Given passage —
________________________________________

Title: Re: Riser failure
Post by: Mad Max on August 05, 2023, 01:34:34 PM
You need to make some kind of pattern sander for more options on the look of your risers. Stronger too.
here is a template to make one of my riser.
(https://i.imgur.com/yDYHqu4.jpg)

(https://i.imgur.com/W0FSTVh.jpg)


(https://i.imgur.com/zO6m3lH.jpg)

(https://i.imgur.com/pzLhqV1.jpg)

(https://i.imgur.com/pC1jVGH.jpg)

(https://i.imgur.com/EHQZNr6.jpg)

Mine is a Ridgid Oscillating Edge Belt / Spindle Sander, I bought the floor display for $100.oo and made this.
(https://i.imgur.com/fFrRWNJ.jpg?2)

(https://i.imgur.com/ob0Jaj9.jpg)

(https://i.imgur.com/1TX5xWm.jpg)

(https://i.imgur.com/KDuZ2R9.jpg)

(https://i.imgur.com/2TWRkqK.jpg)

(https://i.imgur.com/8ys9YNs.jpg)

(https://i.imgur.com/eVVDVik.jpg)

Here are the pieces I made when I still had my Machine shop, 1/2" shaft with 2 roll pins and 3 flat's so it wouldn't spin in the drill chuck, a rub collar, 3/4" thick plate 6" wide, hole for a bearing. The 24" long sanding belt works much better than a 2 or 3" spindle sander. spindle sander will clog up fast.

________________________________________

Exercise aim — Rewrite the paragraph of the forum post that begins "Here are the pieces I made" as a short bulleted list, keeping its main facts. Answer using only the forum post.

[Entries from an annotation dataset]
________________________________________

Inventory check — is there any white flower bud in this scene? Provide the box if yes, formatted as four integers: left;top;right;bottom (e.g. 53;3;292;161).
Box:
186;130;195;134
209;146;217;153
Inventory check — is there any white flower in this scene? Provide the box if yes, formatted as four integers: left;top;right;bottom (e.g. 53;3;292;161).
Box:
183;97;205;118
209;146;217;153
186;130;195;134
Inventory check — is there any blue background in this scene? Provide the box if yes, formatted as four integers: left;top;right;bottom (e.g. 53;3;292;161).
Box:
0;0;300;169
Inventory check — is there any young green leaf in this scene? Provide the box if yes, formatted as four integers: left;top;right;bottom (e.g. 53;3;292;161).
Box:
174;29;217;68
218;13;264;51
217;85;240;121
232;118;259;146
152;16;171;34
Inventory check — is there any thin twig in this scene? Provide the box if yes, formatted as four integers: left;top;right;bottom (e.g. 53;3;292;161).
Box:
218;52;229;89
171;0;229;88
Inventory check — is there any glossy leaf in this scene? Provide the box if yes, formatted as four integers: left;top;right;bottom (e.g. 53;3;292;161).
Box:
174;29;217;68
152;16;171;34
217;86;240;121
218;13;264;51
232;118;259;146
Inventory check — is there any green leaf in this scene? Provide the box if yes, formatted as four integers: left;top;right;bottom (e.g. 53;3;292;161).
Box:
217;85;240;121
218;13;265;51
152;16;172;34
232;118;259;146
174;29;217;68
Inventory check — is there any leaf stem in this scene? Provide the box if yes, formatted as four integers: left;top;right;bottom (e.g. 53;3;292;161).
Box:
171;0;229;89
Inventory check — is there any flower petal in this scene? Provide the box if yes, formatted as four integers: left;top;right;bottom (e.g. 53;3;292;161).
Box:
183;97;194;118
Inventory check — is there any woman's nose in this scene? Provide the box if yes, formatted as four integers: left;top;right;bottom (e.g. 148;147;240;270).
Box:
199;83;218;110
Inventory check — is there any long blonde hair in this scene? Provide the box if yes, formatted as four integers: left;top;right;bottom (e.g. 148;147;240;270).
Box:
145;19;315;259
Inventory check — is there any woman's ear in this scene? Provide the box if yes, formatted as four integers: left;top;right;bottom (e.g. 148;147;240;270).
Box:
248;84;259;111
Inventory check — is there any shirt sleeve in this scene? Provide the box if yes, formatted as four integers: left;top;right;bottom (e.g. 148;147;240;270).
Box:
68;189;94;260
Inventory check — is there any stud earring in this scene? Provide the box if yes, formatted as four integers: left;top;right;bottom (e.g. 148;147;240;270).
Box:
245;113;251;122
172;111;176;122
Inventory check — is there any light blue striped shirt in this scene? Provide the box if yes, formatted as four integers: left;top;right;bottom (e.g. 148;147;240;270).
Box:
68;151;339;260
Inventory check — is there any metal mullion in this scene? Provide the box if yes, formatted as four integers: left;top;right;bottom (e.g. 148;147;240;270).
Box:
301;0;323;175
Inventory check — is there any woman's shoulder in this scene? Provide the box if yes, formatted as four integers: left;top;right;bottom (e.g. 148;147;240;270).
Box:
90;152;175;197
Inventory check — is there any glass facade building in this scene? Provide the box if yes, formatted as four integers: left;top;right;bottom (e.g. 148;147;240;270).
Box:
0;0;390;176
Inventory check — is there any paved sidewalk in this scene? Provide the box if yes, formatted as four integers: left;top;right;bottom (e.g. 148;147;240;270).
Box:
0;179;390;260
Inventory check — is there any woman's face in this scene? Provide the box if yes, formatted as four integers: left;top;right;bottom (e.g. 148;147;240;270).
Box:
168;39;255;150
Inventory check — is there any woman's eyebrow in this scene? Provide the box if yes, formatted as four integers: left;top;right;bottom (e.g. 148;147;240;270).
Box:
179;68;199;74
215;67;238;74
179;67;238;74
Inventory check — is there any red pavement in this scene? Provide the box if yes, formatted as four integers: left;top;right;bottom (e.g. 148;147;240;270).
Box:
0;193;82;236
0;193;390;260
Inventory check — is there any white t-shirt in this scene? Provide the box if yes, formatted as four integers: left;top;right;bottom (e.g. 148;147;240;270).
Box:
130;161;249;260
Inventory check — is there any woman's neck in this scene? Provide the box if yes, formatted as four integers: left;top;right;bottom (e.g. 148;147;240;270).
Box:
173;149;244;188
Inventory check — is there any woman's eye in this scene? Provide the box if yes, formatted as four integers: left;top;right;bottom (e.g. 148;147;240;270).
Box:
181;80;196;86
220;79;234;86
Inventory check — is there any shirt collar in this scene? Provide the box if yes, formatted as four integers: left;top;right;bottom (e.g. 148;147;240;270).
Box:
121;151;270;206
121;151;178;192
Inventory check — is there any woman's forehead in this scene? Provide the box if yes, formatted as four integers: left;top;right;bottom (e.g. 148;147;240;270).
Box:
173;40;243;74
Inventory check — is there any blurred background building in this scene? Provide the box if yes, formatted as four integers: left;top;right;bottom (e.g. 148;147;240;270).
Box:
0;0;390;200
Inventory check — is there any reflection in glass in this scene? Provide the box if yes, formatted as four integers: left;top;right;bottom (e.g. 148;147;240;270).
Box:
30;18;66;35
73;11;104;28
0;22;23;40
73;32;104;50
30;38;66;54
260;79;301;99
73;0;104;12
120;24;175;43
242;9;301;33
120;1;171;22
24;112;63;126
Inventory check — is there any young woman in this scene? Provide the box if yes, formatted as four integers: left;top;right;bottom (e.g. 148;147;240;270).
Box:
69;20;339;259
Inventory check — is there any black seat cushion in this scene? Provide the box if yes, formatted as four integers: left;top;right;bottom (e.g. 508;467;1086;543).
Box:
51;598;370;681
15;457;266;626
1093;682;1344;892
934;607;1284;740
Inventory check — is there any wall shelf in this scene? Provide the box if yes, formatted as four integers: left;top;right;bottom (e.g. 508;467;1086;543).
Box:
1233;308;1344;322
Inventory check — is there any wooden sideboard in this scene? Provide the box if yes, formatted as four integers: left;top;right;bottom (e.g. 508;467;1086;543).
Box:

________________________________________

Output for this task —
- Made while the poster still had a machine shop
- A 1/2" shaft with 2 roll pins and 3 flats so it wouldn't spin in the drill chuck
- A rub collar
- A 3/4" thick plate, 6" wide, with a hole for a bearing
- The 24" long sanding belt works much better than a 2" or 3" spindle sander, which clogs up fast